** Start Provided data **

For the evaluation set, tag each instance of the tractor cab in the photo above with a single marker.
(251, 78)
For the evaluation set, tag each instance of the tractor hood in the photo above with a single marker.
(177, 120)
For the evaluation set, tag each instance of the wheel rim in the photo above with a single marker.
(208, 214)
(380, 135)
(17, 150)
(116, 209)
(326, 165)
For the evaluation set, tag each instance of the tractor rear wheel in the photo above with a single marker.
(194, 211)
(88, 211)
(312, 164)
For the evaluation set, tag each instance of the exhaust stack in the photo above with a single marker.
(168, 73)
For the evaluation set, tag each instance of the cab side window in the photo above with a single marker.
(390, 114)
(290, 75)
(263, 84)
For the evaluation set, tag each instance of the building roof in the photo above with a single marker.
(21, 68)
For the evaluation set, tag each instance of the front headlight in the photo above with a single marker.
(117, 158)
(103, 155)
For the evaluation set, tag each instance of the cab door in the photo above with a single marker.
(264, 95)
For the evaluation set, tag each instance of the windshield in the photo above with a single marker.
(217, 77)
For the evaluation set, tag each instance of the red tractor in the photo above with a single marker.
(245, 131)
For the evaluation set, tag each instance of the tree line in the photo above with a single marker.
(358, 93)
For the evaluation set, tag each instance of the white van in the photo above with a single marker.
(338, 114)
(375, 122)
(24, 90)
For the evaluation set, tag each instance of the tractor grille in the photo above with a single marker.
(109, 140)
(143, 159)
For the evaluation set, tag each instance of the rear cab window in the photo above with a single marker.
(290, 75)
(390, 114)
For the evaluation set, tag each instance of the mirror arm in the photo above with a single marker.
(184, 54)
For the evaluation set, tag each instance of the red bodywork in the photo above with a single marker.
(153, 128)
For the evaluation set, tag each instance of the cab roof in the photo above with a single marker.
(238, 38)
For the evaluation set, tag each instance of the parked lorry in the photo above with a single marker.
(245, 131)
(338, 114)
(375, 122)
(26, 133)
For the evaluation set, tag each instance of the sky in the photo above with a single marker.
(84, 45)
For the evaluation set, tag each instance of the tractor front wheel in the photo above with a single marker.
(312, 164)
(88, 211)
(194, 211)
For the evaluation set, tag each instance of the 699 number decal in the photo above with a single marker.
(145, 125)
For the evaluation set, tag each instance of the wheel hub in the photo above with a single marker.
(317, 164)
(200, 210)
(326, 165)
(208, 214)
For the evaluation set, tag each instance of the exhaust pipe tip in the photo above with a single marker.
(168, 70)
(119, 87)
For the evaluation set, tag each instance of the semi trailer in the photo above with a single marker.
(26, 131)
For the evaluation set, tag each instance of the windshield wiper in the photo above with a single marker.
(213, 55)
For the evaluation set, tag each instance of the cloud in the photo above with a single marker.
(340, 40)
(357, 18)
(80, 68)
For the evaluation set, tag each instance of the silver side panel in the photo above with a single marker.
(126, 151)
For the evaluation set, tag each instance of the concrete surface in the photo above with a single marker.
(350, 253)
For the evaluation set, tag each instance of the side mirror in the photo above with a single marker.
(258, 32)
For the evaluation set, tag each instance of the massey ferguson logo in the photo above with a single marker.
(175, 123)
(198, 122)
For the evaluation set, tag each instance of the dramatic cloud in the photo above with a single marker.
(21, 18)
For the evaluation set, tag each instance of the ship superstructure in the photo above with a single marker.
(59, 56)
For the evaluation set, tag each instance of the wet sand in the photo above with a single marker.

** End Provided data **

### Problem
Exactly reproduce all of the entries above.

### Complete answer
For the evaluation set, tag each instance of the tractor cab in the photo above with a single marker.
(251, 78)
For the evaluation set, tag each instance of the tractor hood in the photo above with a single marker.
(177, 120)
For the evaluation set, tag each instance of the wheel rim in the photo above with a single marker.
(208, 214)
(380, 135)
(17, 150)
(116, 209)
(326, 165)
For the evaluation set, tag each instance of the tractor rear wheel in the photo above with a single marker.
(194, 211)
(88, 211)
(312, 164)
For the evaluation set, tag each instance of the exhaust stack in the photo above with a single marker.
(168, 73)
For the evaluation set, tag each instance of the cab side window in the photo above with a single marker.
(390, 114)
(290, 75)
(263, 84)
For the evaluation set, tag each instance of the building roof in the photo above with a single marker.
(21, 68)
For the evaluation set, tag each instance of the front headlight in the photo above with a single marker.
(117, 158)
(103, 155)
For the evaluation set, tag each instance of the cab door in the photo above with a single marker.
(264, 95)
For the evaluation set, tag each instance of the windshield in the photo above with a single marker.
(217, 77)
For the evaluation set, tag each instance of the red tractor in the photo above with a single marker.
(245, 131)
For the evaluation set, tag each instance of the tree line in the photo above with a single marker.
(358, 93)
For the evaluation set, tag each instance of the white van in the photo above with a single marker.
(338, 114)
(375, 122)
(24, 90)
For the evaluation set, tag each instance of the tractor grille in the photo above with a single marker.
(109, 140)
(143, 159)
For the evaluation set, tag each instance of the rear cab window in the photo above with a single marker.
(290, 75)
(390, 114)
For the evaluation set, tag each instance of the mirror arm in the photo above with a single marker.
(184, 54)
For the evaluation set, tag each instance of the red bodywork in the photo above with a single marker.
(153, 128)
For the evaluation set, tag each instance of the cab roof in the photo above with a single marker.
(238, 38)
For the evaluation set, tag each instance of the parked lorry in the photo above with a single marker.
(245, 131)
(338, 114)
(375, 122)
(26, 133)
For the evaluation set, tag each instance of the sky in the photo above with a single marker.
(84, 45)
For the evaluation set, tag each instance of the tractor front wheel in the photo above with a single marker.
(312, 164)
(88, 211)
(194, 211)
For the evaluation set, tag each instance of the 699 number decal in the photo above with a single marker.
(145, 125)
For the evaluation set, tag each instance of the wheel hub in the photo above with a single marker.
(317, 164)
(200, 210)
(326, 165)
(208, 214)
For the evaluation set, tag each instance of the exhaust pipe tip in the photo above with a single marker.
(168, 70)
(119, 87)
For the evaluation set, tag each instance of the semi trailer in the photo above with a single marker.
(26, 131)
For the evaluation set, tag each instance of the windshield wiper in the photo above with a single marker.
(213, 55)
For the evaluation set, tag each instance of the cloud in the photo above with a single marker.
(340, 40)
(357, 18)
(80, 68)
For the evaluation set, tag each instance of the silver side panel in the photo above with a single marker.
(126, 151)
For the evaluation set, tag each instance of the concrete surface in the photo above with a single marker.
(350, 253)
For the evaluation set, tag each instance of the side mirror in the photo above with a single marker.
(258, 32)
For the evaluation set, tag each instance of the massey ferguson logo in the photo above with a single marker.
(175, 123)
(198, 122)
For the evaluation set, tag each instance of the dramatic cloud in the photo above with a single marker.
(21, 18)
For the evaluation set, tag each instance of the ship superstructure in the photo above with a single marker.
(59, 56)
For the evaluation set, tag each instance of the wet sand in the photo above with a single marker.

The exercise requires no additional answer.